▶ BRIEF
Copy every line below that contains the word "adult". Match case exactly.

+++ TASK INPUT +++

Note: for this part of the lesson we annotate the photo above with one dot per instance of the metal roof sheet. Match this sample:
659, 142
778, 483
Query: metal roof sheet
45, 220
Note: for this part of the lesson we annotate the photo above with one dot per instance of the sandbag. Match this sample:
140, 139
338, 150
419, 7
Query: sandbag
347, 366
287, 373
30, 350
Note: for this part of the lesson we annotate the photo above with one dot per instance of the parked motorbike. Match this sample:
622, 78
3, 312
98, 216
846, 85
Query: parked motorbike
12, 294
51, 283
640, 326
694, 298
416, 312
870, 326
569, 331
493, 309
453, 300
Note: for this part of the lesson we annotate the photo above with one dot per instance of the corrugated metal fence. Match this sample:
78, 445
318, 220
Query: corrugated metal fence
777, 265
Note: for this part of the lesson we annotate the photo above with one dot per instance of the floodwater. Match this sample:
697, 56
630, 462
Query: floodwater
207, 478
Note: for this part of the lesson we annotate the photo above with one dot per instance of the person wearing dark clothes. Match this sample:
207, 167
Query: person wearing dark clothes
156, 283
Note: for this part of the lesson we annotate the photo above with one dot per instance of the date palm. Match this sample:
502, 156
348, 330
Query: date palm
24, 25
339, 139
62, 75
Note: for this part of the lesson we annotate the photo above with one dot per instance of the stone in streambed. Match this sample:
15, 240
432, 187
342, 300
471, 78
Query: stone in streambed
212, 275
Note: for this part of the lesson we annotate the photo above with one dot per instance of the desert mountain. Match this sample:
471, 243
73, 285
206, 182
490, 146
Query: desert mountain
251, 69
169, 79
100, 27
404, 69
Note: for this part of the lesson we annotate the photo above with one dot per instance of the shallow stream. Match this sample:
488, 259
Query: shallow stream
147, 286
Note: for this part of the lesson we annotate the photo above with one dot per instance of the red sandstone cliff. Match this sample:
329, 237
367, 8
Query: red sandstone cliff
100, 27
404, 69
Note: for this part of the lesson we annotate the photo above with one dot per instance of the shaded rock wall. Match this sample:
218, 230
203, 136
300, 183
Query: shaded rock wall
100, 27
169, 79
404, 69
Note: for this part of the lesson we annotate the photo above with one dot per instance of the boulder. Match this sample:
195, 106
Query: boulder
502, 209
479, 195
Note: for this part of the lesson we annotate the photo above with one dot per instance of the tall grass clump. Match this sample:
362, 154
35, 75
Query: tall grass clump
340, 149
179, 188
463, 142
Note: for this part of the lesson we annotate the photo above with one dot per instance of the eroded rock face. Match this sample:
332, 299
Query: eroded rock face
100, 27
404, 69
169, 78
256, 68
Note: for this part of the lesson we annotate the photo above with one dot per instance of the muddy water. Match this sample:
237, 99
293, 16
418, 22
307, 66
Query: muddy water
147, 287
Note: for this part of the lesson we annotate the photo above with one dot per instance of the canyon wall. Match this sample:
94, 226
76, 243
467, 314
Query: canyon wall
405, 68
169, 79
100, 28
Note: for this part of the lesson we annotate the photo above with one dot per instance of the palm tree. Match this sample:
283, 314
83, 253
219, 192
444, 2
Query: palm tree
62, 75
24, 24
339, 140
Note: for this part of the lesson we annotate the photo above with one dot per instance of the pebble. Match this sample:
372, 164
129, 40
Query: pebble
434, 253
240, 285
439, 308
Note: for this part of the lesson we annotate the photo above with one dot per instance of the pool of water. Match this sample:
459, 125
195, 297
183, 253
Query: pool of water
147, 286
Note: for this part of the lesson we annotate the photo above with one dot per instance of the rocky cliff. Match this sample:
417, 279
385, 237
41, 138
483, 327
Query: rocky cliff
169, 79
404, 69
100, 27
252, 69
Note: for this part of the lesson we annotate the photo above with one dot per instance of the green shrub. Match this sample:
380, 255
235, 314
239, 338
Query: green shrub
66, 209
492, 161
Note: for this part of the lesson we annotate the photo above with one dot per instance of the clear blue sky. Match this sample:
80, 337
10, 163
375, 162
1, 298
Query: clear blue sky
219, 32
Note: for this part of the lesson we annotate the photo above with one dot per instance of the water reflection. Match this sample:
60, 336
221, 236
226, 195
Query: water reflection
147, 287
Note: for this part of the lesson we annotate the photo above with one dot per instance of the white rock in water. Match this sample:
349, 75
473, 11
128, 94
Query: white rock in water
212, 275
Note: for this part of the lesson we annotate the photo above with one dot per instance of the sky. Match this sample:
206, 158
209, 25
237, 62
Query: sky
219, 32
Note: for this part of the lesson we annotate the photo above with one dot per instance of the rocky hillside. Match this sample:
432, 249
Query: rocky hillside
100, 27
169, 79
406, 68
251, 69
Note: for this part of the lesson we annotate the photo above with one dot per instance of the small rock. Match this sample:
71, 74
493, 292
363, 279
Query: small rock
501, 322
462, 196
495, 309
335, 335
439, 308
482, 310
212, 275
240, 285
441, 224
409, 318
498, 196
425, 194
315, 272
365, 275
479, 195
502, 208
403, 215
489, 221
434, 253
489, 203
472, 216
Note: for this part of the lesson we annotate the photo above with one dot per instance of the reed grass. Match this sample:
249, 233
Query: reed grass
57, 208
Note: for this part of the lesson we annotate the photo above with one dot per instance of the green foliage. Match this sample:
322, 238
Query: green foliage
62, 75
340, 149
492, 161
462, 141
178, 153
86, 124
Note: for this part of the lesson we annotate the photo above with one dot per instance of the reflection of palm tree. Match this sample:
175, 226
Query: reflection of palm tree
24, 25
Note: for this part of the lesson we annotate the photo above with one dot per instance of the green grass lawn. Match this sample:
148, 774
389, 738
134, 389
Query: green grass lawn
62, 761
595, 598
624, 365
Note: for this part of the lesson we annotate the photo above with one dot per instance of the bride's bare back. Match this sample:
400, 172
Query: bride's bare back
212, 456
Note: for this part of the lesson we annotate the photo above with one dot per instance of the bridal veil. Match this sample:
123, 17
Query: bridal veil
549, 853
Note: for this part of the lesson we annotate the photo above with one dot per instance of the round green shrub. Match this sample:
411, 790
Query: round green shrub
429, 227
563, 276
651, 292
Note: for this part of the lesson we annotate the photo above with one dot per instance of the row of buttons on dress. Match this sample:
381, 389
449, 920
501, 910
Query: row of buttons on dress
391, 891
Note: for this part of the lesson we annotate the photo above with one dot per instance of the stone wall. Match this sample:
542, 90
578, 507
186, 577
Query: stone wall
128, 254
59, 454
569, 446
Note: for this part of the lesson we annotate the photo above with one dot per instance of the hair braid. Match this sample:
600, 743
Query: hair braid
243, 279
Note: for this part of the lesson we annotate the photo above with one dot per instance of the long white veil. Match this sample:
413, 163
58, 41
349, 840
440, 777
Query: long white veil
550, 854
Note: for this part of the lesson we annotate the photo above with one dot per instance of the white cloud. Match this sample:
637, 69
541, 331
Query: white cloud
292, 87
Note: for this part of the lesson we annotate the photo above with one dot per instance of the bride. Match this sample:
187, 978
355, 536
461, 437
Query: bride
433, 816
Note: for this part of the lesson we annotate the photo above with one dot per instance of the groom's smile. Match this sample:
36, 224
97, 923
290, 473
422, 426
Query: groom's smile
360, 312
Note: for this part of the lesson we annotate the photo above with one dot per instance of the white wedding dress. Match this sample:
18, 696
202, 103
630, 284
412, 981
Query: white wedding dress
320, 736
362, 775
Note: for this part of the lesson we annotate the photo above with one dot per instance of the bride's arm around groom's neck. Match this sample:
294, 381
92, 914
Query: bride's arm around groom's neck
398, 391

+++
+++ TASK INPUT +++

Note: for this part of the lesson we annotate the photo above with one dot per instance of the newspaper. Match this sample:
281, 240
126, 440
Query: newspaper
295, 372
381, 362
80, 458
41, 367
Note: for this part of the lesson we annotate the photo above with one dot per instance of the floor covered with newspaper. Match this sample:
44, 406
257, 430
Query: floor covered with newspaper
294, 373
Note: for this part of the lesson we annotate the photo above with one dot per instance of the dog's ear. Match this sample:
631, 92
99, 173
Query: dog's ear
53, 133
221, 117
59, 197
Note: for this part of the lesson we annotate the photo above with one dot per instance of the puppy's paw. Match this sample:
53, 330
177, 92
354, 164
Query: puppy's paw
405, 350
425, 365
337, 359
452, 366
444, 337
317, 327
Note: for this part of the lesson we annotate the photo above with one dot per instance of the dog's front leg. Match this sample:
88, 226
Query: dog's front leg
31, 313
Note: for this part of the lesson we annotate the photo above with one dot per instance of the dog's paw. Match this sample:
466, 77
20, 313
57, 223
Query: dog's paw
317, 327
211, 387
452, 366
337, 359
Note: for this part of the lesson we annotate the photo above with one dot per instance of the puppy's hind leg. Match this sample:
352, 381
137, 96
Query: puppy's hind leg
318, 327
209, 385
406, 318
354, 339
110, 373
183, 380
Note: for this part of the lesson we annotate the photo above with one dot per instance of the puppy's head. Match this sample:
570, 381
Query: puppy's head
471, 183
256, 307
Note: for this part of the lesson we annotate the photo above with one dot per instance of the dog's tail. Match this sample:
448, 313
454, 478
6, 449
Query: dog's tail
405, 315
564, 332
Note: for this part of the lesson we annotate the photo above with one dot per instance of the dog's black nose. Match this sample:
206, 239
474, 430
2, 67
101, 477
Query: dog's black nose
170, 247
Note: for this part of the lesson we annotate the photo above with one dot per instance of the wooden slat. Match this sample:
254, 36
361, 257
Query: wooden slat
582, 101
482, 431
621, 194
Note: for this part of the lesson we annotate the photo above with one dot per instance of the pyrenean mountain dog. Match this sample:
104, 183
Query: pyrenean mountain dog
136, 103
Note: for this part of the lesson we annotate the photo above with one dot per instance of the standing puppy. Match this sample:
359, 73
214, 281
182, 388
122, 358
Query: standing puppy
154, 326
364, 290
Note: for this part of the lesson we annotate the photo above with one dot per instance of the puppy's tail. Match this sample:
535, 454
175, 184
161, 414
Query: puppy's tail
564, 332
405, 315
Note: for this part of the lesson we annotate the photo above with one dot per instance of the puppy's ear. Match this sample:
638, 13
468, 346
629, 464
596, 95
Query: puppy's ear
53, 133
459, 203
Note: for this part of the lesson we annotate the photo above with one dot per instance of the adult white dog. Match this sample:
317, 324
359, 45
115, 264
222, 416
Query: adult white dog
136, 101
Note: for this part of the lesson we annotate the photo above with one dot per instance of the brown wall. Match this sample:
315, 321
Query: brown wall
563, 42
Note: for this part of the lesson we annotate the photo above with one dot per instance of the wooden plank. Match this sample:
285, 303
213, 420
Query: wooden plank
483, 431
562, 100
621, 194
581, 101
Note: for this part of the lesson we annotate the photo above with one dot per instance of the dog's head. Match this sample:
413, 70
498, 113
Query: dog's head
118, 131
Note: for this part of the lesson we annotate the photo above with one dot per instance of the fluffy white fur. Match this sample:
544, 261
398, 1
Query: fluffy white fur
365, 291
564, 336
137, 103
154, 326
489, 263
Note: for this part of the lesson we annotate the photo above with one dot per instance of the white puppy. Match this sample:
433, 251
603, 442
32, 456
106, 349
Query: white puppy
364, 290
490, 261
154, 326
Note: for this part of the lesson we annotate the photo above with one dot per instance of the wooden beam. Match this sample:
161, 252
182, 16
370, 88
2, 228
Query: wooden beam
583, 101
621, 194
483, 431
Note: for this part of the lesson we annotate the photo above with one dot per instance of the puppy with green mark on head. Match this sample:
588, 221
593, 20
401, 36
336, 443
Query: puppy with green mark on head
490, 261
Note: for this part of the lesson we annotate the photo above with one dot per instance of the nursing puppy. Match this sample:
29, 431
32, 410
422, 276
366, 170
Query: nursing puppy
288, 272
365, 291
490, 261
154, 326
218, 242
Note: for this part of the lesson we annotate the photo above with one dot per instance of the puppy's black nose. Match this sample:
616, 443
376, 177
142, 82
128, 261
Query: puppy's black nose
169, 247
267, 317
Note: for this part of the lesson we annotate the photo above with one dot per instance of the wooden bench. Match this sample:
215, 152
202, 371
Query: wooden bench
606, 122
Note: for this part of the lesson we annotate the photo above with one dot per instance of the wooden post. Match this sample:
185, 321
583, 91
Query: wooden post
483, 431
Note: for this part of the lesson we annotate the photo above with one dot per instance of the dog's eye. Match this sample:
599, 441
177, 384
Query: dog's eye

+++

▶ CORRECT RESULT
Note: for this part of the lesson we annotate the photo above with one dot per instance of the adult white dog. Match this sample:
Query: adult white dog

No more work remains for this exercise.